Extrait du document ▸
Par Connectionivoirienne

Seuls, contre l’avis de plusieurs organisations politiques et de la société civile le pouvoir et ses alliés viennent de mettre en place la nouvelle commission électorale indépendante. Une commission taillée selon le bon vouloir de l’exécutif qui n’a que faire des récriminations actuelles de l’opposition.

Lundi, à l’issue d’un long huis clos dont des observateurs avertis connaissaient l’aboutissement avant terme, le bureau de la nouvelle CEI sans Youssouf Bakayoko a été constitué. On connaît le nouveau patron. Le magistrat Coulibaly Ibrahime Kuibiert, 53 ans a pris la tête de la nouvelle commission de 15 membres et il a donné des gages d’assurance. Insuffisants pour l’opposition qui a aussitôt donné de la voix par la plateforme Cdrp de Bédié. « De par sa composition, elle revêt tous les attributs d’une chambre d’enregistrement à la solde du Rhdp », a chargé Gnamien Konan lors d’une conférence de presse.

Evidemment, c’était le piège. Quand le camp Ouattara se satisfait d’un pas en avant sur le processus électoral, l’opposition reste dans sa contestation habituelle. Elle n’avait pas réussi à imposer sa vision dans la phase préparatoire de la mise en place de l’organe lorsque courant avril, le pouvoir a lancé ce qu’elle a qualifié de dialogue inter-ivoirien. Les termes de référence et le mode opératoire jugés flous et inégalitaires avaient amené le Pdci et le Fpi-Eds à boycotter les activités. Un vide qui profita à de micro partis comme le Fpu de Zadi Djédjé ou le Rpc-Paix de Lagou Henriette comme interlocuteurs du gouvernement. Depuis lors, le Rhdp reste maître du jeu.

Consigne ▸ Réécrivez le passage de l'article sur la nouvelle commission électorale, en partant de « Par Connectionivoirienne » et en allant jusqu'à « actuelles de l’opposition. ». Remplacez « organisations politiques » par « formations politiques ».

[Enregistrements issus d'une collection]
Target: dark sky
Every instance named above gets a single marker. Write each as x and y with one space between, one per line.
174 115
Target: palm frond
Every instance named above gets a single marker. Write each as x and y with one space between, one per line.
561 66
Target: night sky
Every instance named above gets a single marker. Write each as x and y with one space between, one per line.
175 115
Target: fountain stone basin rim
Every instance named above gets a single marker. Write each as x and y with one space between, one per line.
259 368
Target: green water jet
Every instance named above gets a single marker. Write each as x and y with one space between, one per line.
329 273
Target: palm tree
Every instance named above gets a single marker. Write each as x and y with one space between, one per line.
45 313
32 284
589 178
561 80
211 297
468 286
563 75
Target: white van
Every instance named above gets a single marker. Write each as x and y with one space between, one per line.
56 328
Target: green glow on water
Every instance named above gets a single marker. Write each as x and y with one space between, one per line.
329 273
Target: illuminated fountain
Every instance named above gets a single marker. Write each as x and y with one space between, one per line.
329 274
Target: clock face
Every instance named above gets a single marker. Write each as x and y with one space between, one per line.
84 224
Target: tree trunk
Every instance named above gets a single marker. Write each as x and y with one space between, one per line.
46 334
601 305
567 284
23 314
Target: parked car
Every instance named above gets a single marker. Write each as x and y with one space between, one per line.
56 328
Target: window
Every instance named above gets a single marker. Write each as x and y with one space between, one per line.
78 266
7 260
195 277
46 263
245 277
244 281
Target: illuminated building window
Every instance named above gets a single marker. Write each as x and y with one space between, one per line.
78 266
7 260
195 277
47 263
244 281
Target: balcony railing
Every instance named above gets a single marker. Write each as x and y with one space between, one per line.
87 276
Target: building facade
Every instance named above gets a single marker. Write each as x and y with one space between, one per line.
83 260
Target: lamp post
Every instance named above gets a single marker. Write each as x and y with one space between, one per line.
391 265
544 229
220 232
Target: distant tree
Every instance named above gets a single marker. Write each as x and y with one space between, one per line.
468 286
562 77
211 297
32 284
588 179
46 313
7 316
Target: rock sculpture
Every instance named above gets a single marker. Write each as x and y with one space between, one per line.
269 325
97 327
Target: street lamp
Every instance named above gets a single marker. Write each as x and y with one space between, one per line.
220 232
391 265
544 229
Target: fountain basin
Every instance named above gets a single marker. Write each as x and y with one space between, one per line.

Réponse attendue ▸
Par Connectionivoirienne

Seuls, contre l’avis de plusieurs formations politiques et de la société civile le pouvoir et ses alliés viennent de mettre en place la nouvelle commission électorale indépendante. Une commission taillée selon le bon vouloir de l’exécutif qui n’a que faire des récriminations actuelles de l’opposition.